START Supplied entries

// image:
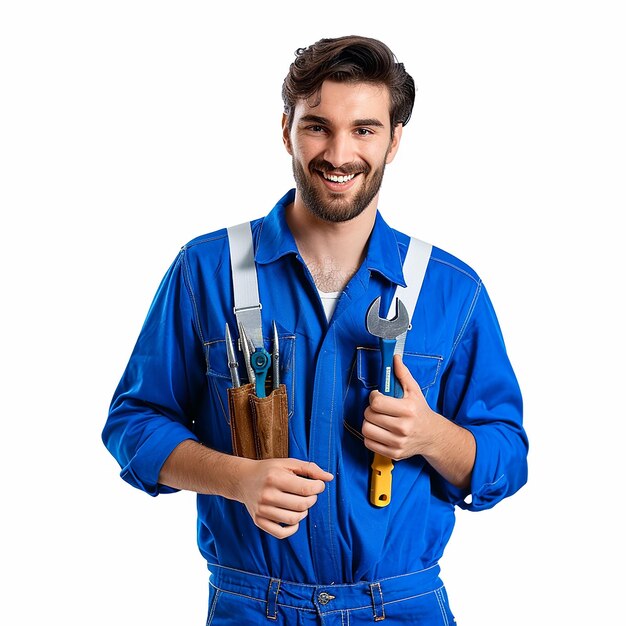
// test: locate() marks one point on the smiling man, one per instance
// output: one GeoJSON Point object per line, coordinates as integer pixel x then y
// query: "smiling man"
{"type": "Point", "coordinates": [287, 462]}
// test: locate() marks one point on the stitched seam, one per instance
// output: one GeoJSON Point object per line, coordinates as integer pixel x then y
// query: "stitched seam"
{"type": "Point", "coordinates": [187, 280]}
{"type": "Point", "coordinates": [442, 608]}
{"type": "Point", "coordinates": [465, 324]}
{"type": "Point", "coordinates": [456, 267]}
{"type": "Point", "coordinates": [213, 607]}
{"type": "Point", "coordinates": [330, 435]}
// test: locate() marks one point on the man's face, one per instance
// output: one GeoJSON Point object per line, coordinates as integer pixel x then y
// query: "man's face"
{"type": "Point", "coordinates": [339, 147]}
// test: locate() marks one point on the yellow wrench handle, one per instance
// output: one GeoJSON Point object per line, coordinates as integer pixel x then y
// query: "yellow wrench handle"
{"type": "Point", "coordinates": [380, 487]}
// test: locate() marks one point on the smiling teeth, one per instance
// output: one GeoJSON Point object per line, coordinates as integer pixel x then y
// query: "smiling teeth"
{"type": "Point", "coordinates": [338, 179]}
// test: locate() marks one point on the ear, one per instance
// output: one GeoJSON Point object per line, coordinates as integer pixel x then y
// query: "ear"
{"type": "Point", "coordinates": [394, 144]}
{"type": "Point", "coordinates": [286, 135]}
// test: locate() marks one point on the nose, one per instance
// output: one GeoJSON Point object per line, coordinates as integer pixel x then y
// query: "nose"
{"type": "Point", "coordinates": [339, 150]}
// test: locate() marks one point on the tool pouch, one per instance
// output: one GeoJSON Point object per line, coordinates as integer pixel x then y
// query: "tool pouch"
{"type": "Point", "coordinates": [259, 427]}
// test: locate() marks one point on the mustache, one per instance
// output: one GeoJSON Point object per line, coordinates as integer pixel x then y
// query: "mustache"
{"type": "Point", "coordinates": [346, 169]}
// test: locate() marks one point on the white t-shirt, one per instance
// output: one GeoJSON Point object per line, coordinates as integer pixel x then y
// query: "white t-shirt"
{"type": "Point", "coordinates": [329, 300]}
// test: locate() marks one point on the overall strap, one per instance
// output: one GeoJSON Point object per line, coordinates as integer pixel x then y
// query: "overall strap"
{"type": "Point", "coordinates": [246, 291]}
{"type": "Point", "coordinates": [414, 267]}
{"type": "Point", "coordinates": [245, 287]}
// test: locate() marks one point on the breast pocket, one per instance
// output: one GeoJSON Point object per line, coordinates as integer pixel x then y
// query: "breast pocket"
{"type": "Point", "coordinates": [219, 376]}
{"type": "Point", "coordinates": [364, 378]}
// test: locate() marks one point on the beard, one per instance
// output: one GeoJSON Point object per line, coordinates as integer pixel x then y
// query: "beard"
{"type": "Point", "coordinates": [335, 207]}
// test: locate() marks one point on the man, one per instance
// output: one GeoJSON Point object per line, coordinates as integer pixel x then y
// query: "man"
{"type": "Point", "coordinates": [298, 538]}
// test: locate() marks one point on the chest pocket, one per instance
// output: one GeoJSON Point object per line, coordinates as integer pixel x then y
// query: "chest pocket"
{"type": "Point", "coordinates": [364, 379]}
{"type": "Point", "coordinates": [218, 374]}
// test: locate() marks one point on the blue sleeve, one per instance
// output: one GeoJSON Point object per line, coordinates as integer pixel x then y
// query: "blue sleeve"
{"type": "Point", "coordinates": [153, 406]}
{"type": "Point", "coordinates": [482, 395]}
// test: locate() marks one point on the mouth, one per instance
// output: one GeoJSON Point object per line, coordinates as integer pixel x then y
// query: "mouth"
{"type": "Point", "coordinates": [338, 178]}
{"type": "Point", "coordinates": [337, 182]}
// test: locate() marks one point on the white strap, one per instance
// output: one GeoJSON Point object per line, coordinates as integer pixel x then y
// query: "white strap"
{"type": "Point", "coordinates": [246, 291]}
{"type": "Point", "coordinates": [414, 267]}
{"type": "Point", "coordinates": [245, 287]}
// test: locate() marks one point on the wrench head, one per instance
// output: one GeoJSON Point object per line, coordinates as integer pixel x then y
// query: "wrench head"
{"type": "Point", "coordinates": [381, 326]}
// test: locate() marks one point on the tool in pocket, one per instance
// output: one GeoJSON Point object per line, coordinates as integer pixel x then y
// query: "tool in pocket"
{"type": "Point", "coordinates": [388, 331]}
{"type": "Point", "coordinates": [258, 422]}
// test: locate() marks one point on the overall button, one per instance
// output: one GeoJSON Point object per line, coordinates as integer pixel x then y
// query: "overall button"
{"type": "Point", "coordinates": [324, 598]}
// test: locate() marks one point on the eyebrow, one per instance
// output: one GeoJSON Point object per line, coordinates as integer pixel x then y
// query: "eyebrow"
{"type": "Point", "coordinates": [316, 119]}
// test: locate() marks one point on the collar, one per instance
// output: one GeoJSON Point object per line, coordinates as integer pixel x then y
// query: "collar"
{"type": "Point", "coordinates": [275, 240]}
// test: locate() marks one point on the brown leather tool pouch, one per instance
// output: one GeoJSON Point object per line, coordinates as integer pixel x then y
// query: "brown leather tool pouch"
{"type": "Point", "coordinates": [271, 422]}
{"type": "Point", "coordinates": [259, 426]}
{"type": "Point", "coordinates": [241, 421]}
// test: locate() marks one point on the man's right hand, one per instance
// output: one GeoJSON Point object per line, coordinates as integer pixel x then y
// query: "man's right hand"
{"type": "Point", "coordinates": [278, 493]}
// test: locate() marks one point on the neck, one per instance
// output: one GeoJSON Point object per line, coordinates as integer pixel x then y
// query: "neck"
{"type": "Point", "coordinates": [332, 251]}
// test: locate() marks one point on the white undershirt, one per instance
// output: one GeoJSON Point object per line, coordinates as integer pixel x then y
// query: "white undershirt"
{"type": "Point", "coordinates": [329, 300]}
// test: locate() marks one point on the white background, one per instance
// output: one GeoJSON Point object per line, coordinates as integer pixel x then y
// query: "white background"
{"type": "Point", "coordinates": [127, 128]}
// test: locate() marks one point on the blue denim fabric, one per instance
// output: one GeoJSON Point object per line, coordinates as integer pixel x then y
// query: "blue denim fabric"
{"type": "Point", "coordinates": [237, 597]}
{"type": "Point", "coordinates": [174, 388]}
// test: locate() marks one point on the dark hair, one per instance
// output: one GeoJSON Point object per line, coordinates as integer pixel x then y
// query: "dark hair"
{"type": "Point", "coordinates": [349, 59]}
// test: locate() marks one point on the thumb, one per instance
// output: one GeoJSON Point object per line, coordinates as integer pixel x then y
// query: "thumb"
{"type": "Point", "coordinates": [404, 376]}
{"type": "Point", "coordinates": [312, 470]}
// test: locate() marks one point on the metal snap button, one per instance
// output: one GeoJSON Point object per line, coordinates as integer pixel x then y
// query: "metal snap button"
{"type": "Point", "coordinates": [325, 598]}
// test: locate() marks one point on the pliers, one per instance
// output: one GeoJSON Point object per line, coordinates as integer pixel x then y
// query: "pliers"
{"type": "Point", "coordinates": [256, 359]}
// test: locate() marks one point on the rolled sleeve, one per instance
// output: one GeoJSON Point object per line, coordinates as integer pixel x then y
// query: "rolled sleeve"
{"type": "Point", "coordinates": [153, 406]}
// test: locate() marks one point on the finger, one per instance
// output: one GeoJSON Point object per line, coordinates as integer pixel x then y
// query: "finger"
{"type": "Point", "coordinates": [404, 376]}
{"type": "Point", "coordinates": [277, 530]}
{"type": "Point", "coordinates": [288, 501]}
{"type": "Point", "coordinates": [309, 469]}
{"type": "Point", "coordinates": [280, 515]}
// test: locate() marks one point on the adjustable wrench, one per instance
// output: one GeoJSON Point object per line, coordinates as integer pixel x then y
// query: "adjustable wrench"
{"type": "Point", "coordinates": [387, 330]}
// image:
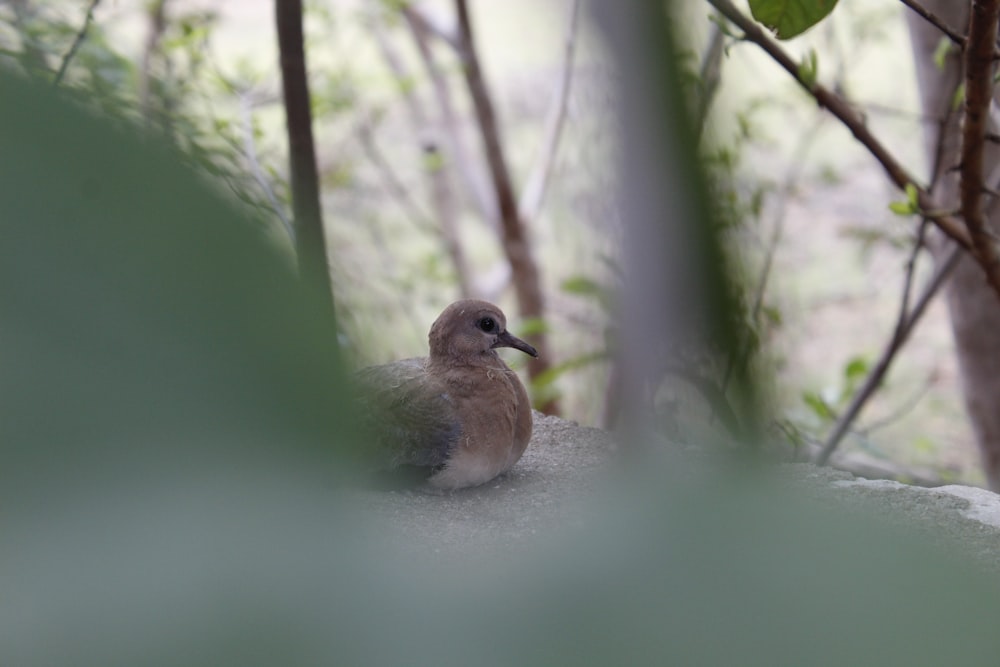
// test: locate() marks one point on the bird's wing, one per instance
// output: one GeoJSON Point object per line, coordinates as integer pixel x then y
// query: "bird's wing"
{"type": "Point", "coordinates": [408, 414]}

END Supplied entries
START Supplied entries

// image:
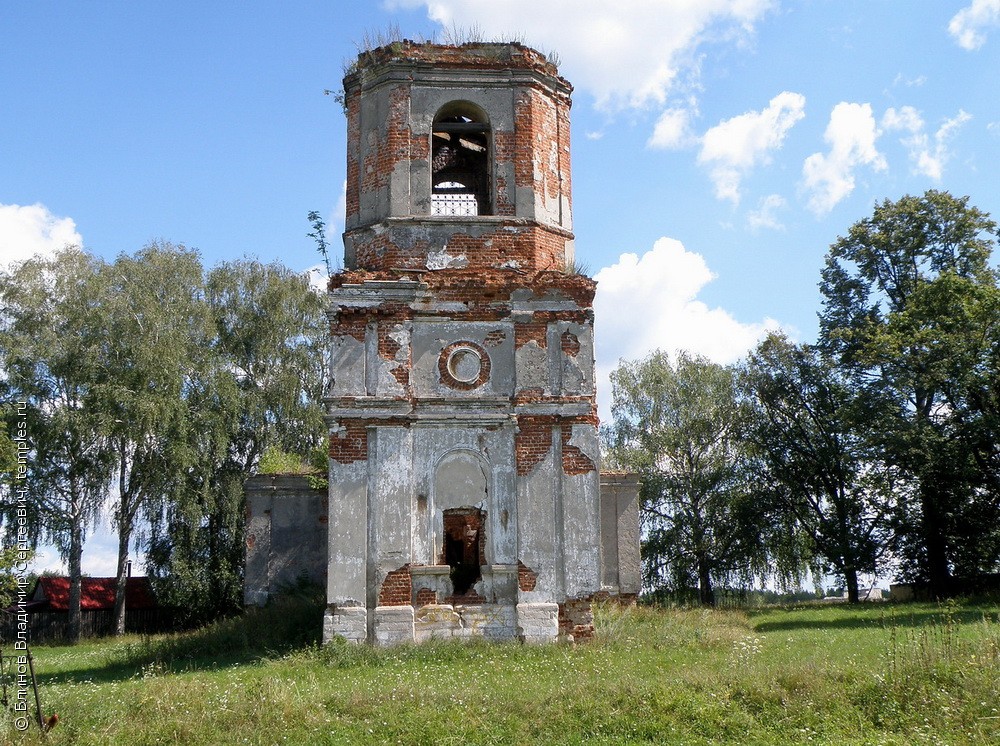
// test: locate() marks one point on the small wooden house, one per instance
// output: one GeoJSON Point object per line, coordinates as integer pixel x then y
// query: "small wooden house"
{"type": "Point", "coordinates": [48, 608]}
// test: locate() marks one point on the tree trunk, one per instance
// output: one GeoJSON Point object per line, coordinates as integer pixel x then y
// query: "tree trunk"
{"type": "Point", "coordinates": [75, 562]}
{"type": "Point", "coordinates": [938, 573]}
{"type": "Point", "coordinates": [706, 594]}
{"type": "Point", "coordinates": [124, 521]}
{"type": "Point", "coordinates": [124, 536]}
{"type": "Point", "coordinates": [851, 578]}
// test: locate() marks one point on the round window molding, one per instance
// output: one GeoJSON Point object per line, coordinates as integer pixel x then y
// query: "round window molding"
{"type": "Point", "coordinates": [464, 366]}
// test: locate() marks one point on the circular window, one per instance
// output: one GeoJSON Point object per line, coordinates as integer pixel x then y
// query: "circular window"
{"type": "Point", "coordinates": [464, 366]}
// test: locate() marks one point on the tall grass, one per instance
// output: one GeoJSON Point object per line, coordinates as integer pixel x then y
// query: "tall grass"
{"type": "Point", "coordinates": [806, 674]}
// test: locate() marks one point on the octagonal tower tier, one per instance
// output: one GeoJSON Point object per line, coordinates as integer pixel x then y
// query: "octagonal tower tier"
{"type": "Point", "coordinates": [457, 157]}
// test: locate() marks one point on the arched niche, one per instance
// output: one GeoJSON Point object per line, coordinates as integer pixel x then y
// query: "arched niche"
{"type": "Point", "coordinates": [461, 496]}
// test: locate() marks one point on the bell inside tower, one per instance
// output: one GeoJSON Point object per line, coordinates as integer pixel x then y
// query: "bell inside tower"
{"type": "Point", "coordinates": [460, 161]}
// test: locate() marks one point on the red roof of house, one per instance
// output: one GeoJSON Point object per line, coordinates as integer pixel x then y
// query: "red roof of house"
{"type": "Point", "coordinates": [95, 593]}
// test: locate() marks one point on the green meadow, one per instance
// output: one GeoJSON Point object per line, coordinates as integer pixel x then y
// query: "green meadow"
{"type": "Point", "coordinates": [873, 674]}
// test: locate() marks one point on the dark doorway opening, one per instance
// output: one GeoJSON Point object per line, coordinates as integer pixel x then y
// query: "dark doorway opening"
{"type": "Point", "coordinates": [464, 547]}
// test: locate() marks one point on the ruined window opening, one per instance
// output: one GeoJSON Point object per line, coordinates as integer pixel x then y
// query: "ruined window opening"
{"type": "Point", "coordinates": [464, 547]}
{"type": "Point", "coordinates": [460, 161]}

END Supplied entries

§ Task
In the entries above, please find the line with "undershirt, one per instance" and the line with "background, one per instance", then write out exactly those two lines and every line between them, and nothing more.

§ Expected output
// test: locate() marks one point on the white undershirt, one per instance
// output: one GeoJSON Point object per line, coordinates as integer pixel x then y
// query: "white undershirt"
{"type": "Point", "coordinates": [329, 300]}
// test: locate() marks one point on the white background, one per instance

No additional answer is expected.